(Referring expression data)
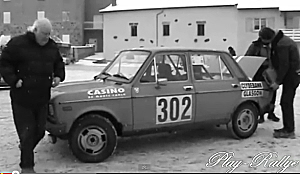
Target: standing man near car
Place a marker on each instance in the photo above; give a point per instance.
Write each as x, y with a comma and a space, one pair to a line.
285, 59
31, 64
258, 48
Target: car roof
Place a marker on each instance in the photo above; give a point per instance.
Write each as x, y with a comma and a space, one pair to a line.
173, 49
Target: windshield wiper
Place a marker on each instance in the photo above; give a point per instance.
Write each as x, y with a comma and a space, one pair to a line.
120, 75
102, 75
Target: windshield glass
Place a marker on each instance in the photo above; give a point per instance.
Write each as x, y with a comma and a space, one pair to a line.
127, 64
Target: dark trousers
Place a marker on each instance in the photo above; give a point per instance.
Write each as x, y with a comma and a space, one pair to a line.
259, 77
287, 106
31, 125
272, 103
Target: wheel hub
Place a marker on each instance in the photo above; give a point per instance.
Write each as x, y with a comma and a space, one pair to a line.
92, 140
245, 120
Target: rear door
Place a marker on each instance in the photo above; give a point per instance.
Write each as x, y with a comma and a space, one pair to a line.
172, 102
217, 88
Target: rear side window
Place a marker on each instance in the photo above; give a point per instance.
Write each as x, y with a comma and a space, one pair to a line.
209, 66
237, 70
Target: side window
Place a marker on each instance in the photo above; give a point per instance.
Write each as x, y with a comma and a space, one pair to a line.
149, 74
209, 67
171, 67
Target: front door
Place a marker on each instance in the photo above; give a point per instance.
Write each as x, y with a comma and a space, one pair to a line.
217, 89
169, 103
==
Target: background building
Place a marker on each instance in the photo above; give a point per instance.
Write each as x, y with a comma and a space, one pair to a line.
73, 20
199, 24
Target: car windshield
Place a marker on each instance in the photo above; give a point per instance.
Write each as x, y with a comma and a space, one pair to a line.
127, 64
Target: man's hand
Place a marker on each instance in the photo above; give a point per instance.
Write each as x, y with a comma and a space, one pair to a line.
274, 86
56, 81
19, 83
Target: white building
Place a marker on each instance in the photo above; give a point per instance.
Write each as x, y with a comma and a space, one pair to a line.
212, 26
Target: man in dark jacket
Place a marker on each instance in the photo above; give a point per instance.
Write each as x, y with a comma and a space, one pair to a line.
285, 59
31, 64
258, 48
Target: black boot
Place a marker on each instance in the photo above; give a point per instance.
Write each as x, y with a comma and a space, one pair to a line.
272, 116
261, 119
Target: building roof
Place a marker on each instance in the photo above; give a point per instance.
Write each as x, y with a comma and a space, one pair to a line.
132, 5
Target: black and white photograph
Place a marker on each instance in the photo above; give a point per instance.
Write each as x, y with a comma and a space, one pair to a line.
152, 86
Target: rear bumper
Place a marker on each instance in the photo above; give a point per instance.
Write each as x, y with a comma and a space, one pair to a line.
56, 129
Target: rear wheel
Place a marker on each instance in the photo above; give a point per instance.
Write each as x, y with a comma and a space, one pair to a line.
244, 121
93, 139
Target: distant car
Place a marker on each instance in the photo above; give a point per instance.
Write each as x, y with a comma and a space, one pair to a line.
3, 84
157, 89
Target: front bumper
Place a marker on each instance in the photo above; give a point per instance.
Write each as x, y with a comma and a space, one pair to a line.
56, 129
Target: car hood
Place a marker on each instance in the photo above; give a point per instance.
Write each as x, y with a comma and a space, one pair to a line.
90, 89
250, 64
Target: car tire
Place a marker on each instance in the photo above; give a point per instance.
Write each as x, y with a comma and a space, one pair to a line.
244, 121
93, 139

▶ _About this exercise_
All lines in the records above with "front" need to be found and copied.

▶ _Expected answer_
Target: front door
Target: front bumper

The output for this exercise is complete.